* TASK OBJECTIVE: Pick out every line in the records below that contains the word "cross" and copy each of those lines.

(Excerpts from a location annotation dataset)
-*-*-

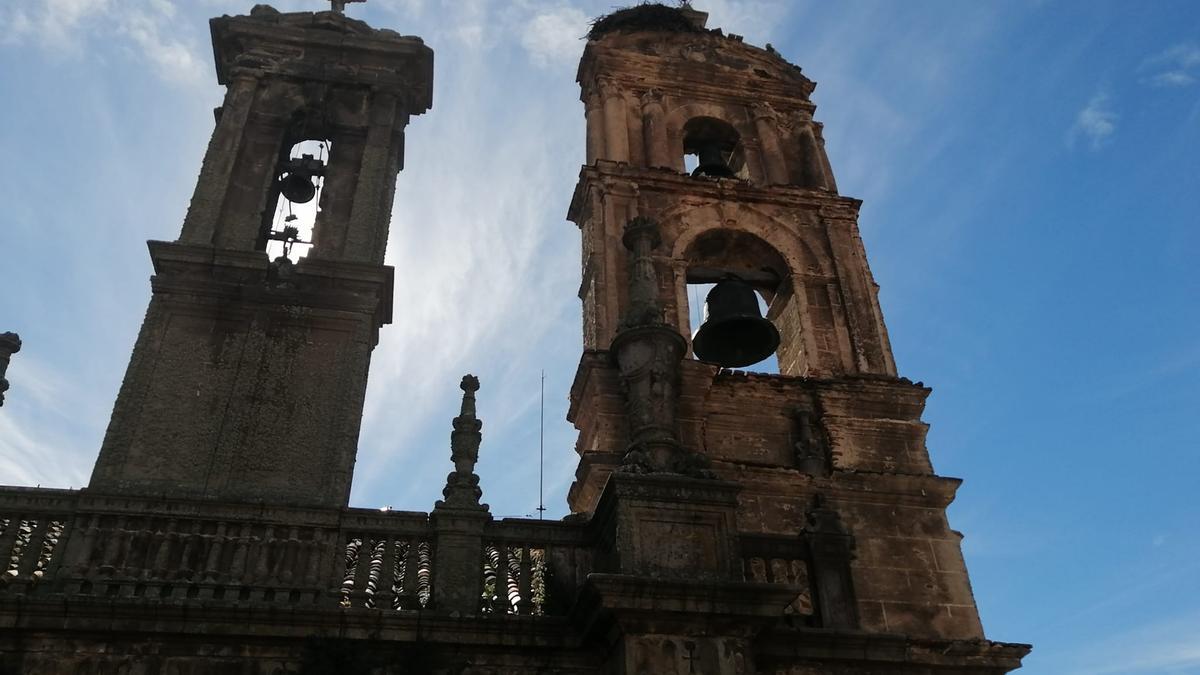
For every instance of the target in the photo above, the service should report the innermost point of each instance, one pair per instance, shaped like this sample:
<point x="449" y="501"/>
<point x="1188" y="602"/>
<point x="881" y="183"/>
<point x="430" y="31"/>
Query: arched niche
<point x="791" y="275"/>
<point x="685" y="118"/>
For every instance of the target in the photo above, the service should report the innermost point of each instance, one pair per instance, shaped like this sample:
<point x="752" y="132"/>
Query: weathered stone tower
<point x="247" y="378"/>
<point x="724" y="523"/>
<point x="708" y="479"/>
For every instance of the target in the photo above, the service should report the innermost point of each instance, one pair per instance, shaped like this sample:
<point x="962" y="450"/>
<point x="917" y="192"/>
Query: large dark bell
<point x="297" y="186"/>
<point x="712" y="161"/>
<point x="735" y="334"/>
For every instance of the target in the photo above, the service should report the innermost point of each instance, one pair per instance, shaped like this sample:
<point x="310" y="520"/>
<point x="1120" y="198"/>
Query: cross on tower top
<point x="340" y="5"/>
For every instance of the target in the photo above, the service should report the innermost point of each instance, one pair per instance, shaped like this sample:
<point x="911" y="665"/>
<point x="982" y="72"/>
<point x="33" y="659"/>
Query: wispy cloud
<point x="70" y="28"/>
<point x="1161" y="646"/>
<point x="1097" y="120"/>
<point x="1175" y="66"/>
<point x="552" y="37"/>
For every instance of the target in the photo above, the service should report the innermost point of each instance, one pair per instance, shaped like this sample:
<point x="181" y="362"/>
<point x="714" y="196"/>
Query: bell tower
<point x="247" y="378"/>
<point x="705" y="165"/>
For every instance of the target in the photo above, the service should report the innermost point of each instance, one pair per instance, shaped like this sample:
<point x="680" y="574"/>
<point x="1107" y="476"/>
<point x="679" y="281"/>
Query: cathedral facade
<point x="721" y="521"/>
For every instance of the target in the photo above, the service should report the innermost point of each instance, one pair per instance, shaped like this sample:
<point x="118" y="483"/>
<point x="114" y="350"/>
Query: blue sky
<point x="1030" y="173"/>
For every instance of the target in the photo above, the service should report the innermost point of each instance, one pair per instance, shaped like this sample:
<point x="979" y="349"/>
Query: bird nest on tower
<point x="647" y="16"/>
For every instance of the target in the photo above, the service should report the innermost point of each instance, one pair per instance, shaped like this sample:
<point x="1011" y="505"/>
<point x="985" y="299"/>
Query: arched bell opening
<point x="713" y="148"/>
<point x="294" y="202"/>
<point x="736" y="285"/>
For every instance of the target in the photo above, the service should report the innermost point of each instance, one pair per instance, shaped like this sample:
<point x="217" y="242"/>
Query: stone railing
<point x="73" y="543"/>
<point x="532" y="567"/>
<point x="388" y="560"/>
<point x="33" y="523"/>
<point x="769" y="559"/>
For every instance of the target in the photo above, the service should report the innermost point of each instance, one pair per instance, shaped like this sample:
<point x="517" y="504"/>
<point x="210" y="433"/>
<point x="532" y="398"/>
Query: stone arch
<point x="759" y="240"/>
<point x="678" y="117"/>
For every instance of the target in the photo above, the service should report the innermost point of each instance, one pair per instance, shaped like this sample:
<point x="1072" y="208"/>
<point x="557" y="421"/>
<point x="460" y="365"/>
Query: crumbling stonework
<point x="10" y="344"/>
<point x="724" y="523"/>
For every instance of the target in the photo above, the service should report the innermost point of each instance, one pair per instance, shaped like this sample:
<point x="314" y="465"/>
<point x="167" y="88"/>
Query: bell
<point x="297" y="186"/>
<point x="712" y="161"/>
<point x="735" y="334"/>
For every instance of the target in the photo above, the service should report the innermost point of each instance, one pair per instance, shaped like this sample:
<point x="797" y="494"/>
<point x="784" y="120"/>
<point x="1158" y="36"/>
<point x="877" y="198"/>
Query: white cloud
<point x="553" y="37"/>
<point x="70" y="27"/>
<point x="174" y="60"/>
<point x="1163" y="646"/>
<point x="1097" y="120"/>
<point x="1175" y="66"/>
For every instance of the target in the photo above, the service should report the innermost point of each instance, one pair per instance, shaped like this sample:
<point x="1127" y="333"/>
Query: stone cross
<point x="340" y="5"/>
<point x="10" y="344"/>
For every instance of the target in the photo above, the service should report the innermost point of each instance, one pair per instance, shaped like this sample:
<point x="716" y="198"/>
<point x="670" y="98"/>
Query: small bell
<point x="297" y="183"/>
<point x="298" y="187"/>
<point x="735" y="333"/>
<point x="711" y="157"/>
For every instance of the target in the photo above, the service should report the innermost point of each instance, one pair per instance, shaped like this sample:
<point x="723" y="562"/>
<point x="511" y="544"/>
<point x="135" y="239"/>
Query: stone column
<point x="773" y="161"/>
<point x="831" y="549"/>
<point x="648" y="352"/>
<point x="811" y="168"/>
<point x="595" y="124"/>
<point x="10" y="344"/>
<point x="654" y="129"/>
<point x="366" y="233"/>
<point x="204" y="211"/>
<point x="459" y="519"/>
<point x="616" y="125"/>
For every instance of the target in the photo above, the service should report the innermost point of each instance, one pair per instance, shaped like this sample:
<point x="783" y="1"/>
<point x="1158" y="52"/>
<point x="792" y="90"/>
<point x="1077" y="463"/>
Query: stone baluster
<point x="384" y="592"/>
<point x="9" y="542"/>
<point x="412" y="562"/>
<point x="526" y="583"/>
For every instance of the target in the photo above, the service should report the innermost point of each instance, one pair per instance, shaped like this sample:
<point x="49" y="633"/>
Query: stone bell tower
<point x="709" y="481"/>
<point x="247" y="378"/>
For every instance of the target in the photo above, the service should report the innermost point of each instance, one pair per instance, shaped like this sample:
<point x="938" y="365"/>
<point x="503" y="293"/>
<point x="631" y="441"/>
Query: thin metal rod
<point x="541" y="448"/>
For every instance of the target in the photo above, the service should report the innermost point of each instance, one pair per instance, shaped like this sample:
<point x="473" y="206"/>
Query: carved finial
<point x="340" y="5"/>
<point x="462" y="485"/>
<point x="10" y="344"/>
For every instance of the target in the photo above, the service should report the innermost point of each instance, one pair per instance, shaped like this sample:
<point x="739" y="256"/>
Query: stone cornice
<point x="309" y="43"/>
<point x="606" y="173"/>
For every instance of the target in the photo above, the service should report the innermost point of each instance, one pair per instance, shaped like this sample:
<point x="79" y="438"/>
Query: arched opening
<point x="295" y="199"/>
<point x="713" y="148"/>
<point x="721" y="255"/>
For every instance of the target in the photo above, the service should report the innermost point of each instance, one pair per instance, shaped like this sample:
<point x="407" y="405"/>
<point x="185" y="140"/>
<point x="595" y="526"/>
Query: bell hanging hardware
<point x="289" y="236"/>
<point x="298" y="178"/>
<point x="735" y="333"/>
<point x="712" y="160"/>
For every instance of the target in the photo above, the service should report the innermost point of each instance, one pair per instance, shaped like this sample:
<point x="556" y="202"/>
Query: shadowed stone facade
<point x="723" y="523"/>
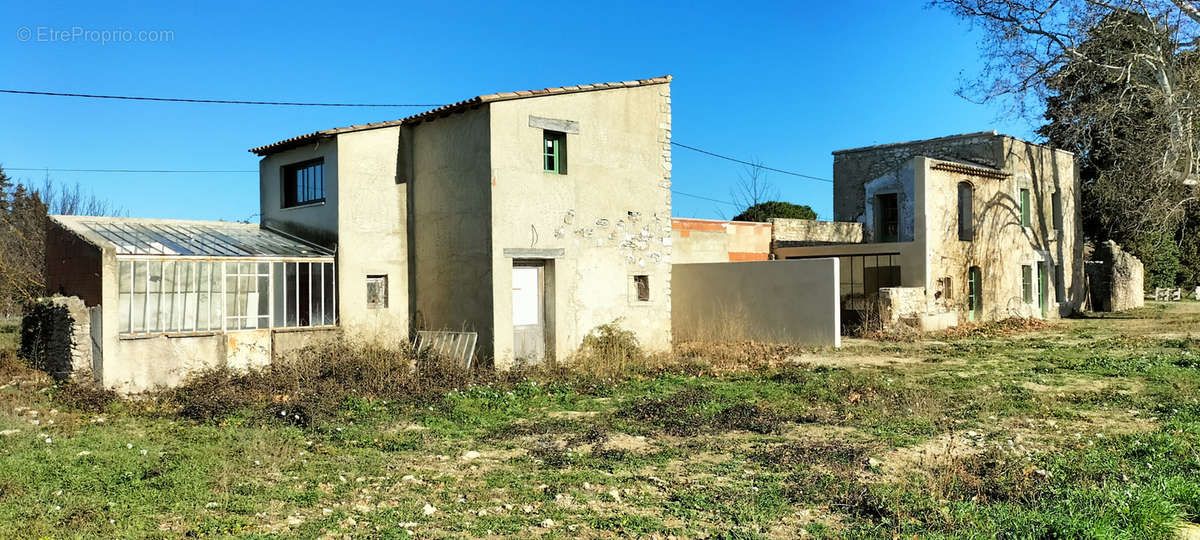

-*-*-

* FINAL ANSWER:
Query: cross on tower top
Query: stone cross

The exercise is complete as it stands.